### Records for this exercise

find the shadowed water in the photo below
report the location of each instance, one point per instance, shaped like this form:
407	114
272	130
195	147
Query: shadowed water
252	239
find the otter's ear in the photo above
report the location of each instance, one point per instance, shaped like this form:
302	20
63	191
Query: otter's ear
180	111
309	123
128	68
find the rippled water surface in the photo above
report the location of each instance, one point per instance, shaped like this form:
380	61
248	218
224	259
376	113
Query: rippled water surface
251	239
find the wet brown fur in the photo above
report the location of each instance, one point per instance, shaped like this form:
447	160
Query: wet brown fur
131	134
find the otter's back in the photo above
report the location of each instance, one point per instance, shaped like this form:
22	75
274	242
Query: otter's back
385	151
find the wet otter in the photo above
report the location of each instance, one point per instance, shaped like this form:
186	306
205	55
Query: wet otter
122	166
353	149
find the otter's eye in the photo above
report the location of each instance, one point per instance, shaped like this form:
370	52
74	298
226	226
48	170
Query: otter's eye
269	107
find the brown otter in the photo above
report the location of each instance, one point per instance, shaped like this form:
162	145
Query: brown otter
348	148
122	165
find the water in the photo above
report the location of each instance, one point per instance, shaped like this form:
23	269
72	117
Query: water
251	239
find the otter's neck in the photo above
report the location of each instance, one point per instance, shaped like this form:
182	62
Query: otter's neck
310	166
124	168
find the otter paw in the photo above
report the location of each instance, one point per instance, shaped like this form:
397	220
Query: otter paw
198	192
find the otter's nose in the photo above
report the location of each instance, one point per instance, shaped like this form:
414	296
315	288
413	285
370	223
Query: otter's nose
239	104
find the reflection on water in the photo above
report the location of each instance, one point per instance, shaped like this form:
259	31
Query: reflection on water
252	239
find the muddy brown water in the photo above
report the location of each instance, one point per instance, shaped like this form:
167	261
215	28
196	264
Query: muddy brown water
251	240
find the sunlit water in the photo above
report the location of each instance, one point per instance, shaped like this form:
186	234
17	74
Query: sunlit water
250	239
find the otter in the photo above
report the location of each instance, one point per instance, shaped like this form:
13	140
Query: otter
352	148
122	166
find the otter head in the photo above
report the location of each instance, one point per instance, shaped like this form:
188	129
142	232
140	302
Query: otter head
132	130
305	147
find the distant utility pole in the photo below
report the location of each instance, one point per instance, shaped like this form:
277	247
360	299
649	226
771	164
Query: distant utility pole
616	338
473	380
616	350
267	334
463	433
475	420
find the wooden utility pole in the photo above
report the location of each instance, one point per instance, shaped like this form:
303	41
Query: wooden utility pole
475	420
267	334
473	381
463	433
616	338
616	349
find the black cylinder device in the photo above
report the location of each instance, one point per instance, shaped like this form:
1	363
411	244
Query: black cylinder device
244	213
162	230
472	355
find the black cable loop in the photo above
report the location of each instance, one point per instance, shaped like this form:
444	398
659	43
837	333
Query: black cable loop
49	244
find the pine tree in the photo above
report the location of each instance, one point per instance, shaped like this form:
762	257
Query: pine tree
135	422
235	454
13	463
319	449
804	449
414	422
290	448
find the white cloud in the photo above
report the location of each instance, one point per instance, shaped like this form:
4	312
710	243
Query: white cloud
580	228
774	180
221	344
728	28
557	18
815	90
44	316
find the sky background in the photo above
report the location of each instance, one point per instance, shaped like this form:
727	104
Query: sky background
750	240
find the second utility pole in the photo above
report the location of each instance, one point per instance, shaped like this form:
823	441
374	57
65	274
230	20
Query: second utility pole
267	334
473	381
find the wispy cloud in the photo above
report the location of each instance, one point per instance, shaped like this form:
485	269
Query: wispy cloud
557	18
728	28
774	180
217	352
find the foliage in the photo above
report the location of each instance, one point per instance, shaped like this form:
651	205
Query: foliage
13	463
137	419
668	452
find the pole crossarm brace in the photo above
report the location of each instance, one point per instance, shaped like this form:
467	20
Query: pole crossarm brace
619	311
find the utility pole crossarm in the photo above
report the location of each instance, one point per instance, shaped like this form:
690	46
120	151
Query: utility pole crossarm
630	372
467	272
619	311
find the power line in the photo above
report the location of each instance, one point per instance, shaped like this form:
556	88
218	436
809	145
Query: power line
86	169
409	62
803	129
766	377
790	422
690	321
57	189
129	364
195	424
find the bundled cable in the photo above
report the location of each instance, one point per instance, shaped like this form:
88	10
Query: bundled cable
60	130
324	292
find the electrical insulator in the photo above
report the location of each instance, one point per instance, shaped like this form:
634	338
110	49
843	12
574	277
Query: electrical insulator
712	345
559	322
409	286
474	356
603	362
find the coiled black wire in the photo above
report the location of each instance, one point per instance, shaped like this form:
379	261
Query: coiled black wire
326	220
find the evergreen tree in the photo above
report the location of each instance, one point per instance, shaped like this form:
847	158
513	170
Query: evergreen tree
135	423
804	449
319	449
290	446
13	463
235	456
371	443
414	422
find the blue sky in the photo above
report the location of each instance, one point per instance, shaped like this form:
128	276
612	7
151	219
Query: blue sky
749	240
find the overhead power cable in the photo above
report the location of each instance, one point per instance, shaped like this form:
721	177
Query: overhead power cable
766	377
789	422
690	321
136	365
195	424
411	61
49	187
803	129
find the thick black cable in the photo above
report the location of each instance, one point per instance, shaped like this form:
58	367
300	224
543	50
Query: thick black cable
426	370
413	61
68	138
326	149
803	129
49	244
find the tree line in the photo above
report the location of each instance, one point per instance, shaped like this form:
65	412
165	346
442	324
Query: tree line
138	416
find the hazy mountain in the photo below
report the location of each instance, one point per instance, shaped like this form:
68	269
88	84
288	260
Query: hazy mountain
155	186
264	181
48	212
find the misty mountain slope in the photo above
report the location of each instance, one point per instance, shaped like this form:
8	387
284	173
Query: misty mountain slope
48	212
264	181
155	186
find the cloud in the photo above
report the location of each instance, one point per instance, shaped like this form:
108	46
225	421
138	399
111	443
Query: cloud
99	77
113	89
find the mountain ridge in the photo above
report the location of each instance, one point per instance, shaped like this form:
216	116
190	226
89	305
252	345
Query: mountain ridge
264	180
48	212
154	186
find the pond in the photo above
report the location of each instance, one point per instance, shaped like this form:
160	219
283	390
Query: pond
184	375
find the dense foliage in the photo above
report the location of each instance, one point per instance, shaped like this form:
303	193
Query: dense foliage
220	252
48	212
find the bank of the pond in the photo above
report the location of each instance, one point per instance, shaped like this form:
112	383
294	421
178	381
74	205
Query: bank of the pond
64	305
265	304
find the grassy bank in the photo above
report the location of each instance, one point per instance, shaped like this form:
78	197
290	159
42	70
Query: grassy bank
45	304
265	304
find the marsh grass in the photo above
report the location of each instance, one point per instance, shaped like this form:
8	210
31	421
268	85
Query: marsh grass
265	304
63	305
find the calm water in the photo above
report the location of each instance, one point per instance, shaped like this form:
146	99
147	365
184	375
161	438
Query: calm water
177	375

### What the task requires
Print exactly the lines from the one with "find the grassy bank in the photo above" through the end of the data, inclusive.

### Solution below
find the grassy bank in the photo above
report the location of each instance, one point per instance, shaped like this form:
78	197
290	159
42	70
Query: grassy bank
45	304
265	304
find the marsh grass in the photo above
report the location of each instance, one point per instance, shaped like this form:
8	210
31	421
268	85
Query: marsh grass
265	304
63	305
find the calm water in the photo above
report the location of each instance, one point per instance, shaped like this form:
146	99
147	365
184	375
161	438
Query: calm water
177	375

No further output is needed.